**EXCERPTED PASSAGE:**
The NFL is winding down for the summer. Free-agent cash has been spent, draft classes selected, and while rosters around the league are far from set, we now have a firm grasp of how each team is set up for the upcoming season.
No team is perfect, though. Every franchise in the league still has major issues to address before the gridiron violence resumes. From front-office power struggles to how their stars will bounce back from injuries, here are the biggest questions to answer for all 16 AFC teams:
How will Joe Flacco respond to the presence of Lamar Jackson? - Flacco has been one of the worst starting quarterbacks in the league as of late. His supporting cast has deteriorated around him, but few can blame the Ravens for taking the dynamic Jackson at 32nd overall. While Flacco's job likely isn't in danger this season, he will have to step up his game considerably now that Ravens fans have a legitimate alternative option to call for if his struggles continue.

**ITEMS:**

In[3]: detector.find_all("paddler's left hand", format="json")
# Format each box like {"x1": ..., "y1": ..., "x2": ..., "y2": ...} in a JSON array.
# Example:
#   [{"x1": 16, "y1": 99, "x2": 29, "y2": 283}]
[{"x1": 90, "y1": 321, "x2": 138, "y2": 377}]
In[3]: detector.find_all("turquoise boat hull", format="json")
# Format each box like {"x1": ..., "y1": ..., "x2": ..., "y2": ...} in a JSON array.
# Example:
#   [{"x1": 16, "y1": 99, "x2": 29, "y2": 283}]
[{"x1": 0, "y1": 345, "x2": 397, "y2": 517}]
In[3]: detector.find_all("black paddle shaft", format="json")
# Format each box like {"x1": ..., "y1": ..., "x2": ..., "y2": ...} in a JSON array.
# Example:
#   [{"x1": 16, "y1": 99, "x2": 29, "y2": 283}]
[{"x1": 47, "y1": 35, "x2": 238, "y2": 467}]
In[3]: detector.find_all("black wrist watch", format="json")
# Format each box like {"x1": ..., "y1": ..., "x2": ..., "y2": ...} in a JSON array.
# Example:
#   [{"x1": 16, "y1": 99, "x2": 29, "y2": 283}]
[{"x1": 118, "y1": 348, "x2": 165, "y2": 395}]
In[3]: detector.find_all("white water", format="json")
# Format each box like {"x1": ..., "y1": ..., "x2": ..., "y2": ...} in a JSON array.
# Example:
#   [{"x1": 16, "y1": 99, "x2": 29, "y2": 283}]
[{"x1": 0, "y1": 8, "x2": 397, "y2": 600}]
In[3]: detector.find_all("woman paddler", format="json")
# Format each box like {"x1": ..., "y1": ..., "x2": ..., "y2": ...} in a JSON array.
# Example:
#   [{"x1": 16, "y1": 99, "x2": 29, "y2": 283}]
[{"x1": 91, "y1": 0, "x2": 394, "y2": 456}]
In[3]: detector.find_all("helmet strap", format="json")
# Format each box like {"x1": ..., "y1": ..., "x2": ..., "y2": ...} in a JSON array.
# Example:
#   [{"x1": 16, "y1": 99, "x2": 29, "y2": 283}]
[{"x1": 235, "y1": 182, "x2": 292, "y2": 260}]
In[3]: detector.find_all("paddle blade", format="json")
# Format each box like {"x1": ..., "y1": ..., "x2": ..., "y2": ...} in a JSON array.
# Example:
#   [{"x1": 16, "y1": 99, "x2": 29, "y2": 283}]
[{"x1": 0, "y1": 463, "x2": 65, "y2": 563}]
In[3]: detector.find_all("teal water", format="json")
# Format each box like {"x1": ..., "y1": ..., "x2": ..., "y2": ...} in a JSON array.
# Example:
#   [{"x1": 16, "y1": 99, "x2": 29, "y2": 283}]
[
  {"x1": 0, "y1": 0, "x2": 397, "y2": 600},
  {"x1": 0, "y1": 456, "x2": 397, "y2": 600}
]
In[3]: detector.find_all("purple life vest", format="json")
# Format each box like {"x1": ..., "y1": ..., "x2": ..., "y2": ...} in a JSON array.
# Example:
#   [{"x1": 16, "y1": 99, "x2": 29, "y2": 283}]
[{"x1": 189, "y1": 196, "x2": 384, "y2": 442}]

**WRITTEN TASK A:**
Answer these about the passage on AFC teams' biggest questions:
(i) How many teams does the passage say it will cover?
(ii) At what draft position did the Ravens take Lamar Jackson?
(iii) What does the passage say has already been spent?
**WRITTEN TASK B:**
Resume the passage on AFC teams' biggest questions, picking up right after its last sentence.

**REPLY A:**
(i) All 16 AFC teams.
(ii) 32nd overall.
(iii) Free-agent cash.

**REPLY B:**
Who will step up on offense to help LeSean McCoy? - The Bills have McCoy and little other established talent on offense. Seriously, look at this wasteland of a depth chart. The star running back is arguably the only real game-changer in the unit, but he turns 30 before Week 1 and has over 2,500 career touches. Buffalo can't expect him to carry the entire offensive workload, yet outside of perhaps Kelvin Benjamin, who has the capability of scaring defenses?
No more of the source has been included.